> _Exercise brief_
In the records below, locate the line containing "belt in the photo above."; output that line and every following line through the last, exactly.

%%

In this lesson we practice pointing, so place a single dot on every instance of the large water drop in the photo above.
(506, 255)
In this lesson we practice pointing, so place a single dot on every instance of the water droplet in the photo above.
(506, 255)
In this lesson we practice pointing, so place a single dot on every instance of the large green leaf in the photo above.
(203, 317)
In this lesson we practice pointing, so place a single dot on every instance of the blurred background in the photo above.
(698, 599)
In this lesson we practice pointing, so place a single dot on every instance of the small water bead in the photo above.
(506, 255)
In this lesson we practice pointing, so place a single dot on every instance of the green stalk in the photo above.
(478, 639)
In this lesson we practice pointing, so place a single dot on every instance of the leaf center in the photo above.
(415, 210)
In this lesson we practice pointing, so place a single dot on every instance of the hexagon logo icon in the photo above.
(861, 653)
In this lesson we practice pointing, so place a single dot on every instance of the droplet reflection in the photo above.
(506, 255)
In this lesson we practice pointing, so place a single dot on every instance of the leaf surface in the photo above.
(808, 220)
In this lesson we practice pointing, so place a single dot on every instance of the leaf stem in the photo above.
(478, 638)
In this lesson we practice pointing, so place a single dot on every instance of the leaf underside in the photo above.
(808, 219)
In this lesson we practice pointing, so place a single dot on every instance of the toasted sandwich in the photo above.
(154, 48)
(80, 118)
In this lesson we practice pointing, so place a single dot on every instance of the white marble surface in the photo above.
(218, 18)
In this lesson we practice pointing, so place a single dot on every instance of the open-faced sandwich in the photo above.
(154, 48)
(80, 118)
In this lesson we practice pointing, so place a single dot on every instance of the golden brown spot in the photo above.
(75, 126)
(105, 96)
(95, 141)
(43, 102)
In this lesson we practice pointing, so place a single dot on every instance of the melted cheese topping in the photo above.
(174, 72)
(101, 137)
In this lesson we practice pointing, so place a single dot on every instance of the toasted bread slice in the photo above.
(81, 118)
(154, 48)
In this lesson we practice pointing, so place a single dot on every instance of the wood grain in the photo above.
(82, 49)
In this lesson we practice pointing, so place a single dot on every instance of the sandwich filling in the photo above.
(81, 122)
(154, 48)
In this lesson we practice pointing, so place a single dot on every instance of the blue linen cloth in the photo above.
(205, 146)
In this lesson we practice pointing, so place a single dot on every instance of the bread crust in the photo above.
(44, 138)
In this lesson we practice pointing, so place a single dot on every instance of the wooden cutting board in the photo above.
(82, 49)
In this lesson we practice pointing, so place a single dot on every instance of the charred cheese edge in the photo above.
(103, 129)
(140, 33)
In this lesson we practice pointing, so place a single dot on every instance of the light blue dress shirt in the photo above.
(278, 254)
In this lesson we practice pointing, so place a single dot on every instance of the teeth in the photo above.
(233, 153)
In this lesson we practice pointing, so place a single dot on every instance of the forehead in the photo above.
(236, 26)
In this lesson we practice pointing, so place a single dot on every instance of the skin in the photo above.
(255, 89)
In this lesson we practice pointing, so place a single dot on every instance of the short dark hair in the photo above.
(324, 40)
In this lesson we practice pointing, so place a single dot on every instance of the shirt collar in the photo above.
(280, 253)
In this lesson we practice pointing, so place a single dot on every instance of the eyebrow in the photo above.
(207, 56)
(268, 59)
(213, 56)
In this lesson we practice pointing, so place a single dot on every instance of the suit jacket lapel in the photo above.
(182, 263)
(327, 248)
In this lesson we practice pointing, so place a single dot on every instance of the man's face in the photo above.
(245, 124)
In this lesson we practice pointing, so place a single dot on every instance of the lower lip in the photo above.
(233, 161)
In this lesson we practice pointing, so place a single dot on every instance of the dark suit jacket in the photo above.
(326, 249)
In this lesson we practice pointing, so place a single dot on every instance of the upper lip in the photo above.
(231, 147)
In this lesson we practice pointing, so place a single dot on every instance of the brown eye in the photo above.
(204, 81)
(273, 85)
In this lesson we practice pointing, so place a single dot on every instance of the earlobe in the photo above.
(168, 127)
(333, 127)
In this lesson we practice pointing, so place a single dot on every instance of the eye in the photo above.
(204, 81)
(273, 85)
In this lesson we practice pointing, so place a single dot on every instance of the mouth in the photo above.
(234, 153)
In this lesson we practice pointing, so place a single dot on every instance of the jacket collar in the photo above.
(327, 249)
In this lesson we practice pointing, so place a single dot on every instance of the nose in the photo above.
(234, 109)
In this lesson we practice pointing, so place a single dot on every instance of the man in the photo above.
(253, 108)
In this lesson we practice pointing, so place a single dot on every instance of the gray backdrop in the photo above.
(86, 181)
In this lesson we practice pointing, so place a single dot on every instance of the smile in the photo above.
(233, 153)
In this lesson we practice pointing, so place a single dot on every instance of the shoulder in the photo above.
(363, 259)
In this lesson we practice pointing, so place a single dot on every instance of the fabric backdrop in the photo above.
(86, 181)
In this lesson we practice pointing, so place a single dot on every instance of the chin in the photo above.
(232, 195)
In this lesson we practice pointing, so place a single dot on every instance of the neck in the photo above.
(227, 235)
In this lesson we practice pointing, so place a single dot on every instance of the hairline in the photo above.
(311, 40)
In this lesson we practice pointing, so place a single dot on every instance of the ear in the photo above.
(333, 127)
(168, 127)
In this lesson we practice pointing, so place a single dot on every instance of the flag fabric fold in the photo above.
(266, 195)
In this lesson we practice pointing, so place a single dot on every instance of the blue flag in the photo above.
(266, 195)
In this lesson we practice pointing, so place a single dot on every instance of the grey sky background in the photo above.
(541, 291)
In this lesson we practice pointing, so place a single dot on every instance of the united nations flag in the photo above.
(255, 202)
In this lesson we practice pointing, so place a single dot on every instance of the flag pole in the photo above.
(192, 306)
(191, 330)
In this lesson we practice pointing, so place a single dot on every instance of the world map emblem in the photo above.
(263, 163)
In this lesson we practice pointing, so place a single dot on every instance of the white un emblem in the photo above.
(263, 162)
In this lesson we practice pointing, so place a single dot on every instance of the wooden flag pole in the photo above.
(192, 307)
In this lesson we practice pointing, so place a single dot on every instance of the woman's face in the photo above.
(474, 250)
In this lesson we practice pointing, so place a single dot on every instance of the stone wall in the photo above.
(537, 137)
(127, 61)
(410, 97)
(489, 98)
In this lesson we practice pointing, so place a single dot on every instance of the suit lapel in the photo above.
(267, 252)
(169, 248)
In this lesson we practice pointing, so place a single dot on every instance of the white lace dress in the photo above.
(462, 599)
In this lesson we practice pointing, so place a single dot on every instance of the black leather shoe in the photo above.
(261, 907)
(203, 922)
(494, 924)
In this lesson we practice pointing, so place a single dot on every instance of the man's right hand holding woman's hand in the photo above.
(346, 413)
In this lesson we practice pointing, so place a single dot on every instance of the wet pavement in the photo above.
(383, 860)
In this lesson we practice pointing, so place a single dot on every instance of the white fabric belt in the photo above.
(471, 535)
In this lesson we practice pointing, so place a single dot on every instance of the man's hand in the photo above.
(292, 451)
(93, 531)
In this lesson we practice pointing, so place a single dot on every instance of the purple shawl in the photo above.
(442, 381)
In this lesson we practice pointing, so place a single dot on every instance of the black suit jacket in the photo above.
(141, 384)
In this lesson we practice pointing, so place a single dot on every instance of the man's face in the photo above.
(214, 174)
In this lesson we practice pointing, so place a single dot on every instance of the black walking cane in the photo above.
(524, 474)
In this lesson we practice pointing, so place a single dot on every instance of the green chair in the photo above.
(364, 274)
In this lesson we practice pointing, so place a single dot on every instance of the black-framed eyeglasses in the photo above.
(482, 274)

%%

> _Exercise output_
In this lesson we practice pointing, so place a single dot on every instance of the white fabric belt in the photo above.
(471, 535)
In this lesson we practice pointing, so place a single dot on every instance of the man's hand in the photo above.
(292, 451)
(93, 531)
In this lesson we practice pointing, so place a single dot on every instance of the purple shawl in the photo above.
(442, 381)
In this lesson we practice pointing, so place a single dot on every instance of the black suit jacket in the photo above.
(141, 384)
In this lesson we practice pointing, so place a single dot on every instance of the man's face in the photo above.
(214, 174)
In this lesson we practice pointing, so place a single dot on every instance of the black walking cane in the photo above.
(524, 474)
In this lesson we practice pointing, so place a single dot on every instance of the green chair in the photo above.
(364, 274)
In this lesson we practice pointing, so place a single dot on every instance of the black-framed eyeglasses in the photo above.
(482, 274)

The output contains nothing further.